** Source **
Garden living, whether the plot is yours or that of a friend, is a life enriched by nature’s bounty. Let alone a source of sustenance, fruits from the garden provide beautiful reminders - in silver bowls, earthen dishes, and baskets alike – of the season on our tabletops. Arrangements brimming with blackberry stems or branches of peach blossoms can be quite elegant and a welcome invitation for garden living. Take note of your surroundings and enrich your home, table, and garden with the lovely specimens nature provides – especially when the specimens can be turned in to jelly and cobblers!

Thursday, July 15, 2010

Pound Cake

Just the mention of my favorite cake and I’m ready for a piece. Not a huge fan of icing or frosting, my traditional birthday cake is always a pound cake, plain and simple.

Sour cream, cream cheese, chocolate, fruit flavored and even rum pound cakes abound in the culinary world. As a fan of most all of these very simple, very elegant, and VERY delicious cakes, the plain ol’ pound cake or whipping cream pound cake just might be my favorite… sour cream and cream cheese respectively in the top three. Mama made this one as is her custom for my birthday…or any other time I pester her enough so she’ll cave in a make me one!

** Dataset rows **
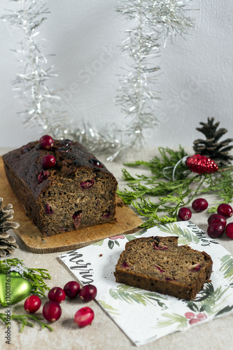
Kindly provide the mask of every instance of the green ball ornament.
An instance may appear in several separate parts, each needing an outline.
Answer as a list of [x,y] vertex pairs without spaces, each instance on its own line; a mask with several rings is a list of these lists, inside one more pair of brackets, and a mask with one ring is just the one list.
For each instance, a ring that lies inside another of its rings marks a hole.
[[30,282],[15,271],[0,274],[0,304],[13,305],[27,298],[31,289]]

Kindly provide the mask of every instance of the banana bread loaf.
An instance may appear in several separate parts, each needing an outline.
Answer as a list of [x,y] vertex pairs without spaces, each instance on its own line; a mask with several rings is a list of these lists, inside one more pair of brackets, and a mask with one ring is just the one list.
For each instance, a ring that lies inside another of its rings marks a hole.
[[13,190],[43,235],[114,222],[113,175],[78,142],[44,136],[3,156]]
[[176,237],[132,239],[115,267],[116,282],[191,300],[212,272],[204,251],[178,246]]

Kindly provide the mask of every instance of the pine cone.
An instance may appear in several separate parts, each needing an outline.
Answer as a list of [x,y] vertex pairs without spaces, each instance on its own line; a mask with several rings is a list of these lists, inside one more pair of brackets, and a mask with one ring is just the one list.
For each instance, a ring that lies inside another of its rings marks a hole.
[[197,130],[202,132],[206,137],[206,140],[198,139],[194,141],[193,149],[196,154],[210,157],[218,167],[225,167],[231,163],[232,155],[228,154],[233,146],[229,144],[233,139],[227,139],[221,142],[218,140],[227,132],[227,129],[220,128],[217,130],[219,122],[213,124],[214,118],[208,118],[208,122],[200,122],[202,127],[197,127]]
[[6,233],[6,231],[17,228],[19,224],[12,221],[14,213],[12,204],[2,208],[3,200],[0,197],[0,257],[5,258],[7,254],[13,254],[15,249],[19,247],[15,238]]

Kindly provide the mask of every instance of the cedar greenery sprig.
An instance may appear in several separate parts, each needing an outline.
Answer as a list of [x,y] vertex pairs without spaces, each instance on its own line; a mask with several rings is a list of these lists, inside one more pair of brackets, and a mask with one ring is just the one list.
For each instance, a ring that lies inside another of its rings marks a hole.
[[[5,274],[9,270],[9,267],[17,266],[17,264],[22,263],[22,260],[17,258],[0,260],[0,273]],[[24,276],[31,283],[31,293],[32,294],[40,297],[45,296],[45,291],[49,290],[50,288],[45,283],[44,279],[51,279],[48,270],[27,268],[27,271],[24,272]]]
[[[181,146],[177,151],[168,148],[160,148],[159,151],[160,157],[155,157],[149,162],[137,160],[125,164],[129,167],[143,167],[150,171],[149,176],[133,176],[122,169],[122,178],[129,189],[118,190],[118,194],[127,204],[132,204],[140,215],[147,218],[141,227],[149,228],[160,223],[176,221],[179,209],[188,205],[202,193],[211,192],[219,197],[216,205],[209,208],[209,213],[216,212],[220,203],[232,202],[233,178],[230,168],[201,175],[180,164],[176,169],[176,180],[169,180],[165,175],[171,178],[173,167],[187,153]],[[171,168],[166,169],[164,175],[164,168],[168,167]],[[150,197],[157,198],[152,202]]]
[[[6,314],[0,313],[0,319],[6,324],[7,322],[9,321],[9,316],[7,316]],[[21,325],[21,329],[20,330],[20,332],[21,332],[25,326],[27,326],[29,327],[34,327],[34,324],[32,323],[31,322],[29,322],[29,320],[32,320],[34,322],[40,324],[42,327],[43,329],[44,328],[48,328],[49,330],[51,332],[53,331],[53,329],[52,327],[50,326],[47,325],[46,323],[44,323],[42,322],[41,320],[43,320],[43,317],[39,317],[36,315],[32,315],[32,314],[29,314],[29,315],[15,315],[14,314],[12,314],[10,315],[10,319],[11,320],[15,320],[19,324]]]

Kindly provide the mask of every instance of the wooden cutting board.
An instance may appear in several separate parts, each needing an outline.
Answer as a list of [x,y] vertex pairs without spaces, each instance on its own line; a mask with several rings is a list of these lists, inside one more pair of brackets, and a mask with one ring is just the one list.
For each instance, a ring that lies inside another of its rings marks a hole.
[[0,197],[3,206],[13,206],[15,222],[20,227],[14,232],[32,253],[54,253],[76,249],[104,238],[136,232],[142,220],[122,201],[117,197],[116,222],[105,223],[70,232],[44,237],[25,214],[24,209],[15,196],[6,178],[2,158],[0,157]]

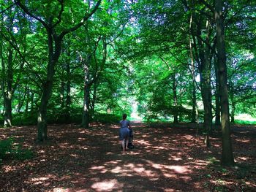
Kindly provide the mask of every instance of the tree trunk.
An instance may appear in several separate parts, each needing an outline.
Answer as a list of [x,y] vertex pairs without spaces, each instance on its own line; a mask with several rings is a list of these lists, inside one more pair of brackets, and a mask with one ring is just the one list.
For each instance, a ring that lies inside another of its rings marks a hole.
[[219,103],[219,82],[217,61],[214,59],[214,71],[216,76],[216,91],[215,91],[215,126],[220,128],[220,103]]
[[231,82],[230,83],[230,101],[231,101],[231,123],[235,123],[235,111],[236,111],[236,104],[234,101],[234,85]]
[[82,117],[82,127],[89,127],[89,100],[90,100],[90,86],[88,83],[85,82],[84,85],[84,94],[83,94],[83,110]]
[[[209,23],[207,24],[206,42],[209,42]],[[197,35],[200,36],[200,28],[197,28]],[[203,103],[203,127],[206,131],[205,143],[210,147],[209,134],[212,128],[212,105],[211,105],[211,56],[210,47],[206,45],[205,51],[203,50],[203,45],[200,39],[198,39],[199,45],[199,72],[200,77],[201,96]]]
[[98,87],[97,81],[95,81],[94,83],[94,93],[92,95],[92,99],[91,99],[91,117],[94,118],[94,112],[95,112],[95,101],[97,99],[97,89]]
[[215,1],[215,21],[217,30],[217,45],[218,56],[218,69],[219,78],[219,95],[221,106],[221,124],[222,132],[222,164],[225,166],[233,166],[234,158],[233,155],[229,107],[228,91],[226,64],[226,51],[225,44],[224,18],[222,13],[223,2],[222,0]]
[[7,92],[5,93],[4,100],[4,126],[12,126],[12,81],[13,81],[13,72],[12,72],[12,55],[13,52],[12,47],[9,48],[8,53],[8,62],[7,66]]
[[193,21],[193,14],[191,12],[190,21],[189,21],[189,54],[191,59],[191,67],[192,67],[192,111],[191,115],[191,123],[197,123],[197,95],[196,95],[196,82],[195,82],[195,63],[193,57],[193,50],[192,50],[192,40],[191,39],[191,34],[192,30],[192,21]]
[[[68,57],[69,57],[70,54],[69,52],[68,52],[67,54]],[[67,96],[66,96],[66,119],[67,121],[69,122],[70,119],[70,105],[71,105],[71,93],[70,93],[70,88],[71,88],[71,82],[70,82],[70,61],[69,60],[68,62],[66,64],[66,72],[67,72],[67,85],[66,85],[66,91],[67,91]]]
[[[178,101],[177,101],[177,84],[176,80],[175,78],[176,74],[172,74],[172,80],[173,80],[173,104],[175,107],[178,106]],[[173,110],[173,123],[178,123],[178,112],[177,109],[175,108]]]
[[[39,108],[37,118],[37,142],[43,142],[48,139],[47,136],[47,108],[53,88],[55,65],[57,63],[61,50],[61,39],[54,39],[53,47],[53,31],[48,29],[48,64],[46,80],[42,85],[42,95]],[[53,51],[54,48],[54,51]]]

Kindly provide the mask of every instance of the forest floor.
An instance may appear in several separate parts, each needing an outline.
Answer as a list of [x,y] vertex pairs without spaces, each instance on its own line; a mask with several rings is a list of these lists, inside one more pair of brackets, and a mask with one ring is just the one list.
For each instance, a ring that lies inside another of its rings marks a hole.
[[196,137],[192,124],[134,123],[133,150],[121,153],[118,127],[48,126],[36,144],[35,126],[0,128],[34,155],[5,159],[0,191],[256,191],[256,127],[232,128],[234,167],[219,166],[221,139]]

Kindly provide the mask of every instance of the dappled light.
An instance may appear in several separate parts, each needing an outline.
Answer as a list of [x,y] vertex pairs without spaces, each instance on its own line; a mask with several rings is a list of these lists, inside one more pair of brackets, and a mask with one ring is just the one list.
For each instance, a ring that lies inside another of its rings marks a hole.
[[[195,129],[134,123],[135,148],[122,153],[116,125],[48,128],[49,140],[42,145],[29,139],[35,137],[34,127],[1,129],[1,139],[12,134],[35,153],[25,161],[5,161],[1,185],[29,191],[208,191],[223,186],[234,189],[237,185],[228,179],[236,169],[211,168],[219,164],[220,139],[211,138],[211,147],[207,148],[203,136],[195,139]],[[256,163],[255,139],[236,134],[233,137],[238,149],[234,150],[236,161]],[[4,182],[10,178],[15,180]],[[243,182],[247,188],[255,185],[252,180]]]

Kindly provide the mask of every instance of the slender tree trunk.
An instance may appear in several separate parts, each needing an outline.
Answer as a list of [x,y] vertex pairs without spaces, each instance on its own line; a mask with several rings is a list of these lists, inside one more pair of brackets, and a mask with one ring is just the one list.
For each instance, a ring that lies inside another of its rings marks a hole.
[[34,112],[34,92],[31,92],[31,99],[30,99],[30,101],[31,101],[31,105],[30,105],[30,111],[31,112]]
[[216,77],[216,91],[215,91],[215,126],[220,128],[220,103],[219,103],[219,82],[217,61],[214,59],[214,71]]
[[222,8],[223,1],[222,0],[216,0],[214,15],[217,30],[217,47],[218,52],[217,56],[220,89],[221,124],[222,132],[222,164],[225,166],[233,166],[234,165],[234,158],[233,155],[230,137],[226,51]]
[[64,80],[63,79],[64,77],[61,77],[61,96],[60,96],[60,102],[61,102],[61,110],[64,109],[64,91],[65,91],[65,83],[64,83]]
[[12,56],[13,52],[12,47],[9,48],[8,53],[8,62],[7,66],[7,92],[5,93],[4,99],[4,126],[12,126],[12,81],[13,81],[13,72],[12,72]]
[[[68,52],[67,55],[69,57],[70,54],[69,52]],[[66,64],[66,72],[67,72],[67,84],[66,84],[66,91],[67,91],[67,96],[66,96],[66,118],[67,121],[69,121],[70,119],[70,105],[71,105],[71,93],[70,93],[70,88],[71,88],[71,81],[70,81],[70,61],[68,60],[68,62]]]
[[89,100],[90,100],[90,86],[88,83],[85,83],[84,85],[84,95],[83,95],[83,111],[82,117],[82,127],[89,127]]
[[[175,107],[178,106],[178,101],[177,101],[177,84],[176,84],[176,80],[175,78],[175,74],[172,74],[172,80],[173,80],[173,104]],[[177,109],[175,109],[173,111],[173,123],[178,123],[178,112],[177,112]]]
[[192,66],[192,111],[191,117],[191,123],[197,122],[197,95],[196,95],[196,82],[195,82],[195,63],[193,57],[192,50],[192,40],[191,39],[191,34],[192,30],[192,21],[193,21],[193,14],[191,12],[190,21],[189,21],[189,54],[191,59],[191,66]]
[[231,101],[231,123],[235,123],[235,111],[236,104],[234,101],[234,85],[233,82],[230,83],[230,101]]
[[97,99],[97,90],[98,87],[98,82],[97,81],[95,81],[94,83],[94,93],[92,95],[92,99],[91,99],[91,116],[94,118],[94,112],[95,112],[95,101]]
[[25,113],[27,114],[29,111],[29,88],[26,87],[26,108]]
[[[207,24],[206,28],[208,31],[208,36],[206,37],[206,42],[209,42],[209,23]],[[197,28],[197,35],[200,36],[201,32],[200,28]],[[198,39],[199,45],[199,58],[200,58],[200,87],[201,95],[203,103],[203,127],[206,131],[205,143],[207,147],[210,147],[209,134],[212,128],[212,105],[211,105],[211,57],[210,57],[210,47],[206,45],[205,51],[203,50],[203,45],[200,39]]]

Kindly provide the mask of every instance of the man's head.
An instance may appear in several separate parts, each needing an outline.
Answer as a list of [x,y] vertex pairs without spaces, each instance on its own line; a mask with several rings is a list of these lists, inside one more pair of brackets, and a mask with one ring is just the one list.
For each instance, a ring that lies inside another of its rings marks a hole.
[[127,114],[123,114],[123,120],[125,120],[127,118]]

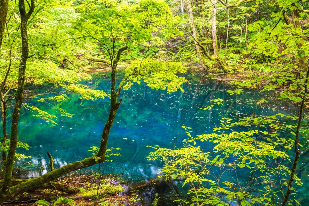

** Instructions **
[a] Transcribe the part of the pound cake blog post starting at "Just the mention" and ending at "plain and simple.".
[b] Go on with the pound cake blog post, picking up after its last sentence.
The rows are separate material and are unrelated to the pound cake blog post.

** Exercise results **
[a]
Just the mention of my favorite cake and I’m ready for a piece. Not a huge fan of icing or frosting, my traditional birthday cake is always a pound cake, plain and simple.

[b]
The basis is the same. A simple cream (sour, whipping, or cream cheese) that combines with flour, butter, and sugar to make the perfect consistency of cake – augmented by a note of pure vanilla. Even a scraping of vanilla bean adds the slightest of flavor and visual delight to the cake and whipped cream dollop. Though, for my first birthday, I managed to actually sit in a bakery cake piled and piped with sugary icing and eat my way out of the Sesame Street cake; yet, I developed a love for the goodness that is simply pound cake. Flavor, yes, a major factor, but also for versatility is why this cake is so dear to my heart.

As a June baby and Georgia boy, peaches are de rigueur for this time of year. And what better way to enjoy a fresh peach than with a dab of whipped cream, a sprig of Kentucky Colonel Mint and a slice of pound cake? The theme continues as plums, strawberries, and blueberries wax and wane throughout the season. Apples, applesauce, and pears are perfect with pound cake in the fall, as are pecans that can dress up the cake in late autumn and into winter. The neutrality of this cake is what truly endears the dessert (or breakfast or snack) to my heart. The elegance that is a simple flavor combined with seasonal offerings – that is a winner in my book.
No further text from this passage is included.